Please pick out and copy every line of the entries below that contains the word "elephant", counting only matches with the same case.

──────── Information shown

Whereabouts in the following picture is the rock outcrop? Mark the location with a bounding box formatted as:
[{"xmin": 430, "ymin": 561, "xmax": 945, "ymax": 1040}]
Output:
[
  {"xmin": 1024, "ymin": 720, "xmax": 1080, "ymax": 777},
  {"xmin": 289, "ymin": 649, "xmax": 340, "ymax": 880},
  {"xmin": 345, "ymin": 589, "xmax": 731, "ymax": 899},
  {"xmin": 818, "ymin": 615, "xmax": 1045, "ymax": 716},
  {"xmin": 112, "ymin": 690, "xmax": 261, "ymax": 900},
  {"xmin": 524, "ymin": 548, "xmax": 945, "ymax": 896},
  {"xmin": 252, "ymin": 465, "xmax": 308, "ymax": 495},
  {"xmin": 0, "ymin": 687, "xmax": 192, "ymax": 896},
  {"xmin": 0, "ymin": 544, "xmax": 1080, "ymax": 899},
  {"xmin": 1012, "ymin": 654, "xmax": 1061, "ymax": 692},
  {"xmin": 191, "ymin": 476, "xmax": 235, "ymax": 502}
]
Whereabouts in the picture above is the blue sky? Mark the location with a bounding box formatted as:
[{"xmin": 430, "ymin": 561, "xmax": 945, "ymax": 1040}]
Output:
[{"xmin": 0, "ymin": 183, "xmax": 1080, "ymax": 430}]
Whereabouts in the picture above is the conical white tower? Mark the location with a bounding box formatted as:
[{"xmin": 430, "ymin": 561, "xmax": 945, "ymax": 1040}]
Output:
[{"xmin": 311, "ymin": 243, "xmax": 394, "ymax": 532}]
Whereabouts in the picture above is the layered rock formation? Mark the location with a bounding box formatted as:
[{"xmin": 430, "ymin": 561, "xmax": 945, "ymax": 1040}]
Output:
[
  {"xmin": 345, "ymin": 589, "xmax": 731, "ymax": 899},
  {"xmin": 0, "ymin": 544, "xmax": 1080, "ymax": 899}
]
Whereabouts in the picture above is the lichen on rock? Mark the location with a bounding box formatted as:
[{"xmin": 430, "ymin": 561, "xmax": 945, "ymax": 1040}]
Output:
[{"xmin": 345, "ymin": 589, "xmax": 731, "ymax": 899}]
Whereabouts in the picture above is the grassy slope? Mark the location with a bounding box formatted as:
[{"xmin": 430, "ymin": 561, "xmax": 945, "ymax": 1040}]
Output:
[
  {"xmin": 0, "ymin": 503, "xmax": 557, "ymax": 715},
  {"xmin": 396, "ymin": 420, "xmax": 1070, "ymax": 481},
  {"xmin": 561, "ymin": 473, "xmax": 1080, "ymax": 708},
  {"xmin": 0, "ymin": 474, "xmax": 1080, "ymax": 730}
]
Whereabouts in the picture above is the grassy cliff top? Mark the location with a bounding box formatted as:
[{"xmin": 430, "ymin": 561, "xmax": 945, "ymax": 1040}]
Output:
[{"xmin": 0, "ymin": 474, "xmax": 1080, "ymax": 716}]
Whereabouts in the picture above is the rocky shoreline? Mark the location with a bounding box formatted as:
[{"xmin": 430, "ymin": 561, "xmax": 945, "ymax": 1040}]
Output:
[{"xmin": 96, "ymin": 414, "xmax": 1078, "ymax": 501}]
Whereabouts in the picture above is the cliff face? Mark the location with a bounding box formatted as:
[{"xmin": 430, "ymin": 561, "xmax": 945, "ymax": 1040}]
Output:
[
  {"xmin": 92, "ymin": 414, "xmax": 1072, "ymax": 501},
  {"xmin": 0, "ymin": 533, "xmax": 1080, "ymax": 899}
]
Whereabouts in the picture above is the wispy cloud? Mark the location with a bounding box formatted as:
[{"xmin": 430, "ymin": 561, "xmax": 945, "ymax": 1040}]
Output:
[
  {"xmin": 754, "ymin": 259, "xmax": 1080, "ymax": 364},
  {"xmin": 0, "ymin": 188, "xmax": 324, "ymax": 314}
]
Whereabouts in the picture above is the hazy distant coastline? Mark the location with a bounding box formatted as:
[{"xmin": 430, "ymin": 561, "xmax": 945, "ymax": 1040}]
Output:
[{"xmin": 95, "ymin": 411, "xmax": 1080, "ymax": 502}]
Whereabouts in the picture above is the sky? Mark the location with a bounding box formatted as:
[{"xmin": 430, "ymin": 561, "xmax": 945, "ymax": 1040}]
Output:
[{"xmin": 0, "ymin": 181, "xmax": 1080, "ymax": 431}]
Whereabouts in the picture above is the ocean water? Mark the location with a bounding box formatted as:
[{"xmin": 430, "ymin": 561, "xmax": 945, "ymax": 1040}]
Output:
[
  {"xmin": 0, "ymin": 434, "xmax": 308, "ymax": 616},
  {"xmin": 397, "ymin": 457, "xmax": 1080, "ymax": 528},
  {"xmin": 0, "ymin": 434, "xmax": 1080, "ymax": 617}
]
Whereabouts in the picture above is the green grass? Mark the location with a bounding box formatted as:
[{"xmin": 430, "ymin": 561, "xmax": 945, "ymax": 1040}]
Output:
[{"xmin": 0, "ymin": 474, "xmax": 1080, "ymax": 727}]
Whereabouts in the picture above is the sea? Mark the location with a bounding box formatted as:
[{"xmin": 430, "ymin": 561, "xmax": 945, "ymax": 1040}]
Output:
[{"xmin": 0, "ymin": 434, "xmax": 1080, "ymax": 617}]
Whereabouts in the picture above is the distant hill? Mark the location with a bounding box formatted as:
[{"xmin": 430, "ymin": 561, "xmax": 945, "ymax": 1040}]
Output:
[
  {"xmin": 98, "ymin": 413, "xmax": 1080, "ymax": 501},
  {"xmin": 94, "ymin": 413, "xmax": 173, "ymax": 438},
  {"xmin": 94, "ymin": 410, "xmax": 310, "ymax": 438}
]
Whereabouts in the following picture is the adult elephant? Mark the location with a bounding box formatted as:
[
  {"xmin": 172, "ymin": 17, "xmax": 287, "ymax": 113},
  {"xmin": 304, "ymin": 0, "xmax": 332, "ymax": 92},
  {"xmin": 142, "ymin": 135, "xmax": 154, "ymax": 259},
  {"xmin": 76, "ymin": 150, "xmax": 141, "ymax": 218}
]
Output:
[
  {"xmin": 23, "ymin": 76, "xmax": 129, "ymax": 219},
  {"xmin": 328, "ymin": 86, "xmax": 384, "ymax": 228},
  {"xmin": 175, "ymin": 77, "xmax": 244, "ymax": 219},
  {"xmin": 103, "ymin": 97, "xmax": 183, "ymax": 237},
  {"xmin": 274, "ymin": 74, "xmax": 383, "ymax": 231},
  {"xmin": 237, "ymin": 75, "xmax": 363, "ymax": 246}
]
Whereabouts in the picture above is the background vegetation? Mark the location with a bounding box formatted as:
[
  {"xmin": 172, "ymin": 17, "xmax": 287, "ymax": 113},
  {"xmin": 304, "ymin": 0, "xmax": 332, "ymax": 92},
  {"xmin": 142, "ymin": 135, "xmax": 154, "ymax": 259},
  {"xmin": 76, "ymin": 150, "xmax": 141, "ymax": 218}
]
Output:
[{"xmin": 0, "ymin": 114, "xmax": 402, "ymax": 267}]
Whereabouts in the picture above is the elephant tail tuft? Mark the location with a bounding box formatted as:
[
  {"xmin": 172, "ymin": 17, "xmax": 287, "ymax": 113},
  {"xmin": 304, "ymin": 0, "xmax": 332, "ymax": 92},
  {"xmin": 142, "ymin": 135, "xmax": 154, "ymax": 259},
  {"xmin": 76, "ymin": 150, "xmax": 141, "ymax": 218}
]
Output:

────────────────

Exercise answer:
Whereabouts in the following picture is the adult elephant? Mark the location with a bounding box formatted as:
Whereabouts in the picture above is the elephant tail tuft? Mark the location with a bounding box formatted as:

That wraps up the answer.